(Stored data entries)

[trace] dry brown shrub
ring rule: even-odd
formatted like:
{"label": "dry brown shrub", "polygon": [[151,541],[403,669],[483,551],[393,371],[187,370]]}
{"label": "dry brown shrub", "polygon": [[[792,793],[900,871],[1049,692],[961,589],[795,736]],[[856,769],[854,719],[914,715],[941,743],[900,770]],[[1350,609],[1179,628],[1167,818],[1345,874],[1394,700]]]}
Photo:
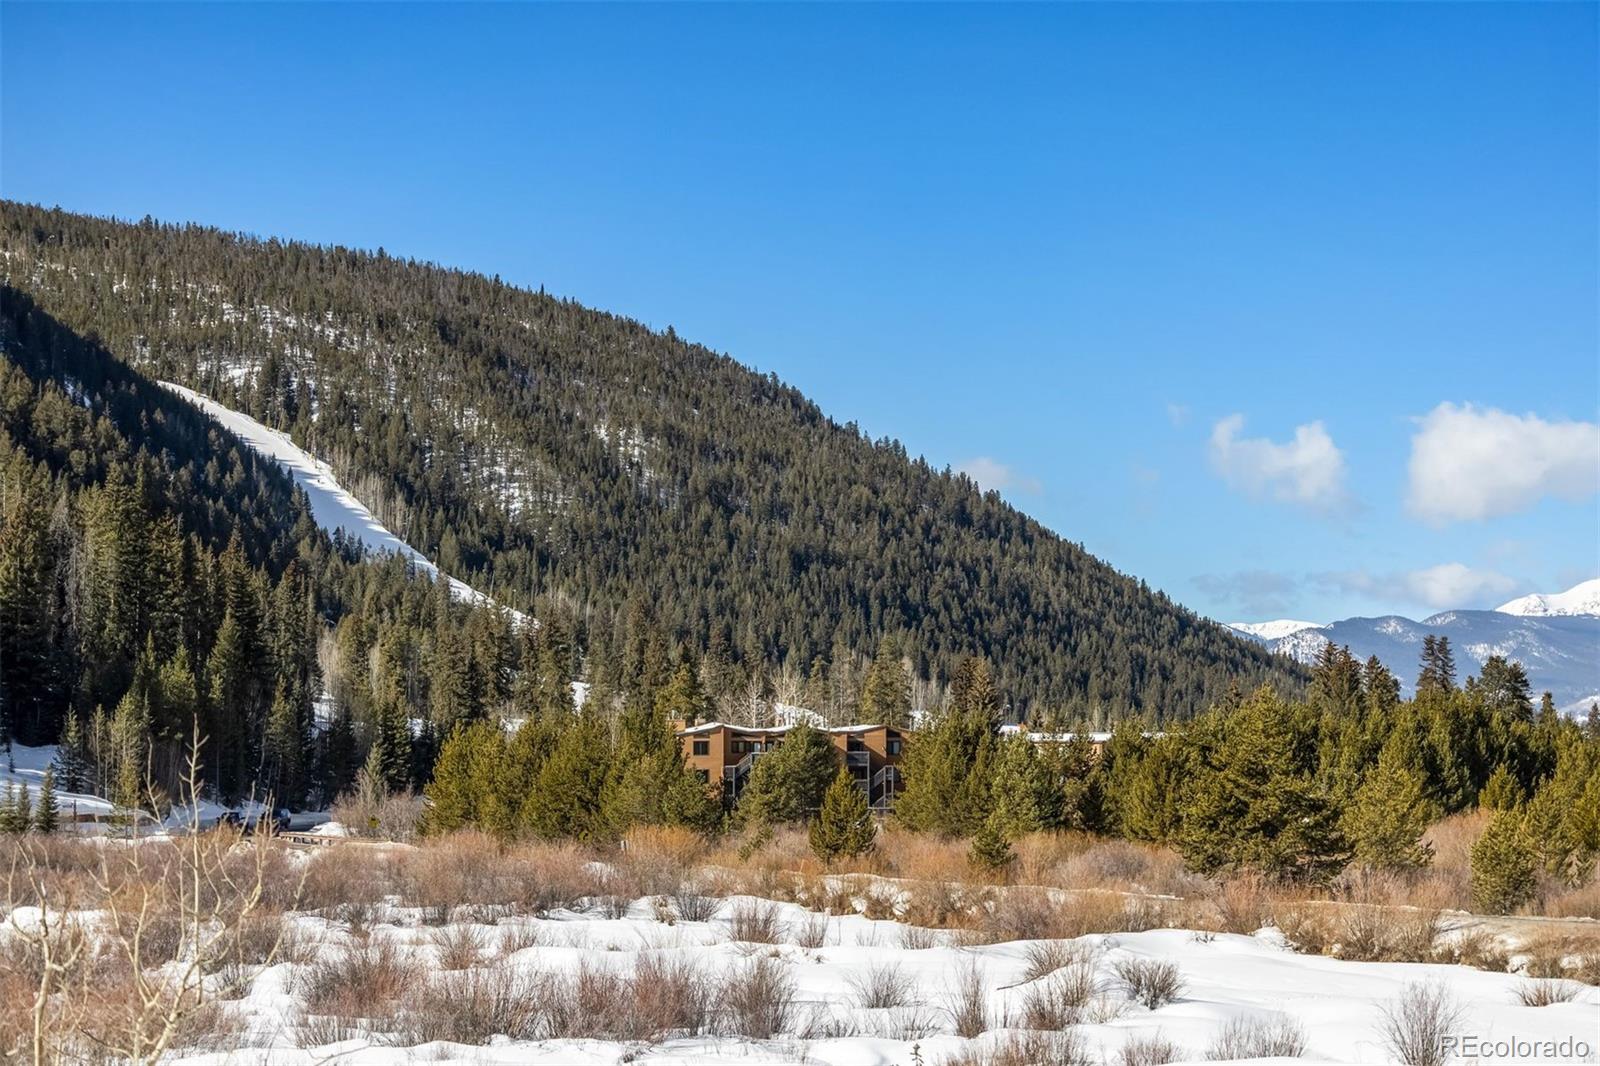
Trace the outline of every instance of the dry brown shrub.
{"label": "dry brown shrub", "polygon": [[1529,977],[1567,977],[1600,984],[1600,933],[1550,933],[1522,945]]}
{"label": "dry brown shrub", "polygon": [[1007,1033],[982,1047],[960,1051],[941,1066],[1099,1066],[1075,1030]]}
{"label": "dry brown shrub", "polygon": [[307,1012],[374,1018],[418,980],[423,967],[395,945],[377,940],[318,959],[305,975]]}
{"label": "dry brown shrub", "polygon": [[1171,1003],[1184,989],[1177,963],[1167,960],[1123,959],[1117,963],[1116,971],[1128,988],[1129,998],[1149,1010]]}
{"label": "dry brown shrub", "polygon": [[820,948],[828,942],[828,916],[826,914],[808,914],[794,926],[793,940],[796,947]]}
{"label": "dry brown shrub", "polygon": [[1578,998],[1578,986],[1562,980],[1524,981],[1517,989],[1517,1001],[1524,1007],[1548,1007],[1571,1003]]}
{"label": "dry brown shrub", "polygon": [[1552,885],[1540,910],[1551,918],[1600,918],[1600,879],[1576,888]]}
{"label": "dry brown shrub", "polygon": [[984,984],[983,967],[975,960],[956,971],[945,995],[945,1013],[957,1036],[970,1040],[988,1030],[989,990]]}
{"label": "dry brown shrub", "polygon": [[1272,924],[1290,947],[1304,954],[1326,955],[1335,943],[1333,922],[1323,904],[1280,904],[1272,911]]}
{"label": "dry brown shrub", "polygon": [[707,850],[703,836],[681,826],[634,826],[622,838],[618,863],[633,874],[641,895],[671,896]]}
{"label": "dry brown shrub", "polygon": [[1266,925],[1274,904],[1279,902],[1266,879],[1250,873],[1211,884],[1206,899],[1215,914],[1218,932],[1245,936]]}
{"label": "dry brown shrub", "polygon": [[742,899],[728,917],[728,935],[745,944],[776,944],[783,938],[778,907],[759,899]]}
{"label": "dry brown shrub", "polygon": [[1028,945],[1023,957],[1028,960],[1028,967],[1022,973],[1023,981],[1037,981],[1057,970],[1092,959],[1094,949],[1069,940],[1039,940]]}
{"label": "dry brown shrub", "polygon": [[475,925],[453,924],[435,929],[428,937],[446,970],[469,970],[478,964],[488,938]]}
{"label": "dry brown shrub", "polygon": [[1163,1066],[1187,1057],[1188,1053],[1183,1048],[1157,1032],[1150,1036],[1129,1037],[1117,1052],[1116,1061],[1117,1066]]}
{"label": "dry brown shrub", "polygon": [[725,1031],[752,1040],[771,1040],[794,1021],[794,978],[784,965],[765,956],[732,974],[718,1002]]}
{"label": "dry brown shrub", "polygon": [[484,966],[416,982],[405,996],[400,1012],[403,1026],[395,1043],[486,1044],[495,1036],[535,1039],[541,1019],[533,982],[508,966]]}
{"label": "dry brown shrub", "polygon": [[1100,993],[1094,962],[1081,958],[1035,981],[1022,1000],[1022,1025],[1027,1029],[1069,1029],[1088,1020]]}
{"label": "dry brown shrub", "polygon": [[856,1005],[867,1010],[906,1007],[912,1003],[914,985],[903,967],[892,962],[868,964],[845,983],[855,993]]}
{"label": "dry brown shrub", "polygon": [[1297,1059],[1305,1050],[1306,1031],[1293,1018],[1234,1018],[1211,1041],[1206,1058],[1213,1062]]}
{"label": "dry brown shrub", "polygon": [[1483,929],[1469,929],[1461,933],[1442,954],[1459,965],[1495,973],[1505,973],[1511,966],[1511,953],[1500,942],[1500,938]]}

Problem requirements ->
In the answer, the data should reappear exactly, with no pictures.

Your solution ->
[trace] dry brown shrub
ring rule: even-odd
formatted like:
{"label": "dry brown shrub", "polygon": [[151,541],[403,669],[483,551],[393,371],[187,370]]}
{"label": "dry brown shrub", "polygon": [[[792,793],[900,871],[1049,692],[961,589],[795,736]],[[856,769],[854,719],[914,715],[941,743],[900,770]],[[1350,609],[1179,628],[1167,818],[1345,874],[1394,700]]]}
Photo:
Trace the outline of every instance of the dry brown shrub.
{"label": "dry brown shrub", "polygon": [[1529,977],[1567,977],[1600,984],[1600,933],[1550,933],[1522,945]]}
{"label": "dry brown shrub", "polygon": [[1007,1033],[982,1047],[960,1051],[941,1066],[1099,1066],[1075,1030]]}
{"label": "dry brown shrub", "polygon": [[307,1012],[374,1018],[418,980],[423,967],[395,945],[377,940],[318,959],[305,975]]}
{"label": "dry brown shrub", "polygon": [[1171,1003],[1184,989],[1177,963],[1167,960],[1123,959],[1117,963],[1116,971],[1128,988],[1129,998],[1149,1010]]}
{"label": "dry brown shrub", "polygon": [[820,948],[828,942],[828,916],[826,914],[808,914],[794,926],[793,940],[796,947]]}
{"label": "dry brown shrub", "polygon": [[1578,998],[1578,986],[1562,980],[1524,981],[1517,989],[1517,1001],[1524,1007],[1548,1007],[1571,1003]]}
{"label": "dry brown shrub", "polygon": [[1552,885],[1540,910],[1551,918],[1600,918],[1600,879],[1576,888]]}
{"label": "dry brown shrub", "polygon": [[984,984],[983,967],[975,960],[956,971],[945,995],[945,1013],[957,1036],[970,1040],[988,1030],[989,990]]}
{"label": "dry brown shrub", "polygon": [[1272,924],[1290,947],[1304,954],[1326,955],[1335,943],[1333,922],[1323,904],[1280,904],[1272,911]]}
{"label": "dry brown shrub", "polygon": [[707,850],[703,836],[681,826],[634,826],[622,838],[618,863],[633,874],[641,895],[671,896]]}
{"label": "dry brown shrub", "polygon": [[1266,925],[1274,904],[1279,902],[1266,879],[1250,873],[1211,884],[1206,899],[1215,914],[1218,932],[1245,936]]}
{"label": "dry brown shrub", "polygon": [[742,899],[728,917],[728,935],[745,944],[776,944],[783,938],[778,907],[759,899]]}
{"label": "dry brown shrub", "polygon": [[1028,945],[1023,957],[1028,960],[1028,967],[1022,973],[1023,981],[1037,981],[1057,970],[1092,959],[1094,949],[1069,940],[1039,940]]}
{"label": "dry brown shrub", "polygon": [[475,925],[453,924],[435,929],[428,937],[446,970],[469,970],[478,964],[488,938]]}
{"label": "dry brown shrub", "polygon": [[1163,1066],[1187,1057],[1188,1053],[1183,1048],[1157,1032],[1150,1036],[1129,1037],[1117,1052],[1116,1061],[1117,1066]]}
{"label": "dry brown shrub", "polygon": [[725,1031],[752,1040],[771,1040],[794,1021],[794,978],[784,965],[765,956],[732,974],[718,1002]]}
{"label": "dry brown shrub", "polygon": [[484,966],[416,982],[405,996],[400,1012],[403,1026],[395,1043],[486,1044],[495,1036],[535,1039],[541,1019],[533,982],[508,966]]}
{"label": "dry brown shrub", "polygon": [[1100,993],[1094,962],[1081,958],[1035,981],[1022,1000],[1022,1025],[1027,1029],[1069,1029],[1088,1020]]}
{"label": "dry brown shrub", "polygon": [[856,1005],[867,1010],[906,1007],[912,1003],[914,985],[903,967],[892,962],[868,964],[845,983],[855,993]]}
{"label": "dry brown shrub", "polygon": [[1297,1059],[1305,1050],[1306,1031],[1293,1018],[1234,1018],[1211,1041],[1206,1058],[1213,1062]]}
{"label": "dry brown shrub", "polygon": [[1483,929],[1469,929],[1461,933],[1442,954],[1459,965],[1495,973],[1505,973],[1511,966],[1511,953],[1500,942],[1500,938]]}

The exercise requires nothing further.